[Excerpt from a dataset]
────────────────────────────────────────

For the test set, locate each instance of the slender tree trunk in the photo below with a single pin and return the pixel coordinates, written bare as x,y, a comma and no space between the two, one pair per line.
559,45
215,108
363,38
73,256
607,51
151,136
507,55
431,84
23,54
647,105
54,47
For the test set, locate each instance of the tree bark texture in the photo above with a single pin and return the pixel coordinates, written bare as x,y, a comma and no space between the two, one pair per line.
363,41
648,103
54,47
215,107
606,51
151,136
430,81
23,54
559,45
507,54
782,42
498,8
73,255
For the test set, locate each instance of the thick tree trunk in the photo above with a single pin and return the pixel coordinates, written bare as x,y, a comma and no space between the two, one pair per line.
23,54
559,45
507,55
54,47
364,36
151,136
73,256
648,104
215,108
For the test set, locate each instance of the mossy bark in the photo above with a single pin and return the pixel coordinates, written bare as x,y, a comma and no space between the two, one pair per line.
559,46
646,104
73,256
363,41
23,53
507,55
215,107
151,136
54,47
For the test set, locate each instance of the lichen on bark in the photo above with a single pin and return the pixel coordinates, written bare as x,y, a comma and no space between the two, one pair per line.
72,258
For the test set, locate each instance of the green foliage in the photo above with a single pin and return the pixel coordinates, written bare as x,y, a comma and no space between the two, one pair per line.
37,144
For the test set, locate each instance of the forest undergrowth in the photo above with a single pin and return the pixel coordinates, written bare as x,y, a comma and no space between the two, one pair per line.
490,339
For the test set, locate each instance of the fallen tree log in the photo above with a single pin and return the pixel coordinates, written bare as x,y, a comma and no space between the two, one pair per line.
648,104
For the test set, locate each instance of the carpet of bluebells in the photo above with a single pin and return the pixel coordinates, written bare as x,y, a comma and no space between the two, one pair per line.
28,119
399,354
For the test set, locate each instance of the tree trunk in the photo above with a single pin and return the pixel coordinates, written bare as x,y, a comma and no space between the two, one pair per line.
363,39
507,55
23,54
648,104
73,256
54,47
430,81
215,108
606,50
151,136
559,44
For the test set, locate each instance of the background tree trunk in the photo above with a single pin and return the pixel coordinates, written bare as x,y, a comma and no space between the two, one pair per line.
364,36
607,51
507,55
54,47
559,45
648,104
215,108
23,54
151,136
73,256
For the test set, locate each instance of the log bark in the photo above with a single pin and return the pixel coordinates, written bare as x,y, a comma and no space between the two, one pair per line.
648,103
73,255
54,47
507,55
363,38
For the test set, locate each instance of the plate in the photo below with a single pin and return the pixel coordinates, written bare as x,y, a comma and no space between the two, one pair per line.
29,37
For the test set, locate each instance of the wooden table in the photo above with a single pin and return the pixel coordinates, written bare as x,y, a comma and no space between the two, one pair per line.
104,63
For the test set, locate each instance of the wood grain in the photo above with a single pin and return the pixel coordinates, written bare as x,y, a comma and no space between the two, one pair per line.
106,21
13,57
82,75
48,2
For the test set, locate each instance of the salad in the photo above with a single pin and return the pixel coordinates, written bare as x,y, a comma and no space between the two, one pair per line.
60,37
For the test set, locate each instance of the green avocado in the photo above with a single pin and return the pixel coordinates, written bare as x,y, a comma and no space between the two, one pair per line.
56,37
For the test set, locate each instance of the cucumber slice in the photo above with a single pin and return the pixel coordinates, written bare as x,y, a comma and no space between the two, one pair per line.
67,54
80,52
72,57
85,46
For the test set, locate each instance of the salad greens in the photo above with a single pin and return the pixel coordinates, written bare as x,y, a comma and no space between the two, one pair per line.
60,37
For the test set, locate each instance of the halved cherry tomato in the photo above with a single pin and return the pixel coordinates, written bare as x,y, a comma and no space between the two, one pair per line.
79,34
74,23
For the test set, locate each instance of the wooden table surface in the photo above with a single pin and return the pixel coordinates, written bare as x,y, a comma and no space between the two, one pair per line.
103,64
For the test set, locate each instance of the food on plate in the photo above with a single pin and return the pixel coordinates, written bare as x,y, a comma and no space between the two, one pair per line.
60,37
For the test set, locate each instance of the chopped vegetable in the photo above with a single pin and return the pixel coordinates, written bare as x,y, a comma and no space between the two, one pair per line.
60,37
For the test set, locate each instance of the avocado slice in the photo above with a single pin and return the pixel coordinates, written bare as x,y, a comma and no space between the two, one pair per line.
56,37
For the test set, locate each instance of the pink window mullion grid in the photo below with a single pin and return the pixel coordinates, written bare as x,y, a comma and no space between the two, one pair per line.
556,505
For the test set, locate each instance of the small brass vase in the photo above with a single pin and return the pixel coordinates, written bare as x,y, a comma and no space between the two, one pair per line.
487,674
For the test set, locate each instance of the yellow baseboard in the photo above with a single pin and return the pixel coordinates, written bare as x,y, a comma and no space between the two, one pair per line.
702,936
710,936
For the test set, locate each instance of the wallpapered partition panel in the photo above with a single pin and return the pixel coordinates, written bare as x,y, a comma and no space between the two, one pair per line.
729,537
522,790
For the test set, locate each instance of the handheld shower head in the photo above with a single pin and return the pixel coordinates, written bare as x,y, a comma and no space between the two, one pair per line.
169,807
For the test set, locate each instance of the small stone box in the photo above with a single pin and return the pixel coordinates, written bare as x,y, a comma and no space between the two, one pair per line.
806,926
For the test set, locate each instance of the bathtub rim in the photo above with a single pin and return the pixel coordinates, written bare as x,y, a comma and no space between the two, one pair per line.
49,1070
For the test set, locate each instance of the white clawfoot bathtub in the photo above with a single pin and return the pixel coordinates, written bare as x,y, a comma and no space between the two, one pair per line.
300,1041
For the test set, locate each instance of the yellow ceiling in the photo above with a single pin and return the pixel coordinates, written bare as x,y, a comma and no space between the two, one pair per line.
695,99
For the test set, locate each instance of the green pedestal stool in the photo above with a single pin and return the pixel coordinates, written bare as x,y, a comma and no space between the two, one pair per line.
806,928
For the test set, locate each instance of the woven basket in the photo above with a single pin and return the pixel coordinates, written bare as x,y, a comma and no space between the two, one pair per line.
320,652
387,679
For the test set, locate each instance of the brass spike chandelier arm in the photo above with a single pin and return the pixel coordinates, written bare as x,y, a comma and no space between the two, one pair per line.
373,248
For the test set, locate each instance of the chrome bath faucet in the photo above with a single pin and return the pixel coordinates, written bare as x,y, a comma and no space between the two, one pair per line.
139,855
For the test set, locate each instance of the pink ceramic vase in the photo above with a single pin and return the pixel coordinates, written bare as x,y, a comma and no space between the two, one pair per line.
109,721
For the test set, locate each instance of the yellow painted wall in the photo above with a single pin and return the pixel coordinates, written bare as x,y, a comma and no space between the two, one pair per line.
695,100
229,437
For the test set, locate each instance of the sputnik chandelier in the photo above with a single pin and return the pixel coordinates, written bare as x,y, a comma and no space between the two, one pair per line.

────────────────────────────────────────

__EXERCISE INSTRUCTIONS__
Copy out every line of the records above word for word, from the first line to the last.

__FINAL RESULT__
For the test set, locate each instance of the slender tree trunk in the photo below with a single pin and return the pixel coordinates, written bare as x,y, a comma and no space between the two, one pair per line.
559,45
215,108
363,38
73,256
607,51
151,136
507,55
431,84
23,54
647,105
54,47
For the test set, locate each instance of the tree bark texture in the photo above with a single pin and return the pixel coordinates, written bare as x,y, a comma and no space between the two, one pair per line.
363,41
648,103
54,47
215,107
606,51
151,136
430,81
23,54
559,45
507,54
782,42
498,8
73,255
For the test set, locate each instance of the thick tree trunk in the photo above with a single pin and return the pixel coordinates, written bare as x,y, a comma and no space between the two, one pair per line.
23,54
559,45
507,55
54,47
364,36
151,136
73,256
648,104
215,108
For the test set, locate each instance of the mossy bark in the photo above with a single pin and return the pixel coordinates, written bare as x,y, a comma and no space between the two, one pair per line.
559,46
646,104
73,256
363,41
23,53
507,55
215,107
151,136
54,47
For the test set, locate each instance of the lichen on bark in the photo above with a single pin and return the pixel coordinates, written bare as x,y, a comma and no space between the two, one pair per line.
72,258
For the test set, locate each instance of the green foliage in the photo above with a single pin and return the pixel coordinates, written bare as x,y, a comma and no space between the two, one pair per line.
37,144
For the test set, locate each instance of the forest undergrowth in the photo above with a single pin and return the pixel coordinates, written bare as x,y, a comma and no space between the two, one pair per line.
490,339
For the test set, locate each instance of the fallen tree log in the photo above with a single pin and return the pixel coordinates, written bare as x,y, a comma and no space between the two, one pair per line.
648,104
For the test set, locate each instance of the carpet of bluebells in the photo above with a single pin and return the pixel coordinates, written bare as x,y, a comma and no space between the two, one pair per line.
28,119
399,354
For the test set, locate each instance of the tree trunk in the photo above with a single pin and return the pixel coordinates, written bare as x,y, a comma and no space between the two, one pair per line.
363,39
507,55
23,54
648,104
73,256
54,47
430,81
215,108
606,50
151,136
559,44
For the test set, locate each instance of the background tree trunk in the photo above with a single pin and return the pixel coordinates, written bare as x,y, a comma and no space between the two, one pair per line.
364,36
607,51
507,55
54,47
559,45
648,104
215,108
23,54
151,136
73,256
For the test set, locate each instance of the log bark in the photo above with a single pin and return the pixel coordinates, written bare as x,y, a comma and no space between the two, one pair per line.
648,103
73,255
54,47
507,55
363,38
For the test set, locate each instance of the plate in the photo below with a single pin and return the pixel coordinates, written bare as x,y, a comma and no space between the two, one pair per line.
29,37
For the test set, locate each instance of the wooden table in the photo above with a single pin and return the pixel coordinates, written bare as x,y, a comma and no space between the two, one pair per line.
104,63
For the test set, locate each instance of the wood grain in the photo above with a single pin and return the pixel coordinates, written bare as x,y, a comma and no space between the two, one pair per line.
106,21
13,57
82,75
48,2
For the test set, locate each instance of the salad in the photo above with a single pin and return the pixel coordinates, written bare as x,y, a comma and no space between the two, one pair per line.
60,37
For the test set, locate each instance of the green avocado in the photo above with a single pin and return the pixel coordinates, written bare as x,y, a comma and no space between the two, one pair per line.
56,37
For the test set, locate each instance of the cucumber slice in the photo above with a single pin and return the pixel coordinates, written bare as x,y, a comma and no space between the two, one pair per line.
67,54
80,52
72,57
85,46
For the test set, locate each instance of the salad greens in the photo above with a single pin and return the pixel coordinates, written bare as x,y, a comma and no space between the two, one pair per line.
60,37
For the test set, locate each instance of the halved cherry tomato in the photo above with a single pin and return the pixel coordinates, written bare as x,y, a comma and no space between the two, one pair per line.
79,34
74,23
For the test set, locate each instance of the wooden table surface in the photo above with a single pin and return the pixel coordinates, written bare as x,y, a comma and no space between the two, one pair per line.
103,64
For the test set, locate each instance of the food on plate in the photo above with a single pin and return the pixel coordinates, written bare as x,y, a comma and no space between the two, one pair per line.
60,37
For the test set, locate each instance of the chopped vegetable in the photo above with a single pin and return the pixel coordinates, written bare as x,y, a comma and no space between the two, one pair per line.
60,37
For the test set, locate each instance of the avocado slice in the photo above with a single pin and return the pixel coordinates, written bare as x,y, a comma and no space between the two, one pair per line.
56,37
For the test set, locate each instance of the pink window mullion grid in the photo below with a single pin and return the pixel coordinates, written bare as x,y, a comma and no space between the two, one pair per line.
556,505
For the test set, locate each instance of the small brass vase in the photo above with a single pin and return the pixel coordinates, written bare as x,y, a comma and no space between the two, one pair per line.
487,674
For the test set, locate each instance of the yellow baseboard in the photo above with a single pin and return the pixel coordinates, written bare as x,y, a comma and no space between the two, one pair per line.
702,936
710,936
For the test set, locate each instance of the wallpapered partition panel in the photo above with a single pin and return the pixel coordinates, written bare as x,y, a comma and no space between the two, one pair per line.
729,537
522,790
For the test set, locate each instance of the handheld shower head in the photo above with a single pin and return the pixel coordinates, written bare as x,y, a comma and no space between the two, one pair per line.
169,807
For the test set, locate each instance of the small stone box in the photo above with a single pin and return the pixel coordinates, written bare as x,y, a comma and no space between the two, one pair per line.
806,926
For the test set, locate each instance of the bathtub rim in the photo above with a single pin and return the pixel coordinates, written bare as x,y, a comma and no space between the two, one pair per line.
49,1070
For the test set, locate each instance of the white clawfoot bathtub in the photo above with a single pin and return the pixel coordinates, written bare as x,y, a comma and no space between the two, one pair per line.
300,1041
For the test set, locate each instance of the yellow ceiling in the photo above with a single pin and return the pixel coordinates, written bare as x,y, a comma and no space between the two, one pair per line.
695,99
For the test set, locate each instance of the green pedestal stool in the photo above with a single pin and return the pixel coordinates, written bare as x,y, a comma and no space between the two, one pair per line.
806,928
For the test set, locate each instance of the woven basket in the photo above with a single pin and return the pixel coordinates, written bare as x,y, a comma and no space between the two, one pair per line.
320,652
387,679
For the test set, locate each instance of the brass spike chandelier arm in the photo above with a single pin and return the pixel coordinates, written bare as x,y, a comma and no space between the two, one pair per line.
373,248
For the test set, locate each instance of the chrome bath faucet in the photo above with a single pin and return the pixel coordinates, written bare as x,y, a comma and no space between the two, one pair per line.
139,855
For the test set, locate each instance of the pink ceramic vase in the photo above with a single pin and return the pixel coordinates, written bare as x,y, a comma and no space between the two, one pair per line.
109,721
For the test set, locate each instance of the yellow painted wall in the photo above with a single pin and return the pixel coordinates, written bare as x,y, a comma and no space between the two, one pair per line.
695,100
229,437
For the test set, locate each instance of the sputnik chandelier in the photo above with a single pin and return the pixel coordinates, written bare as x,y, a comma and no space between the two, one pair per line.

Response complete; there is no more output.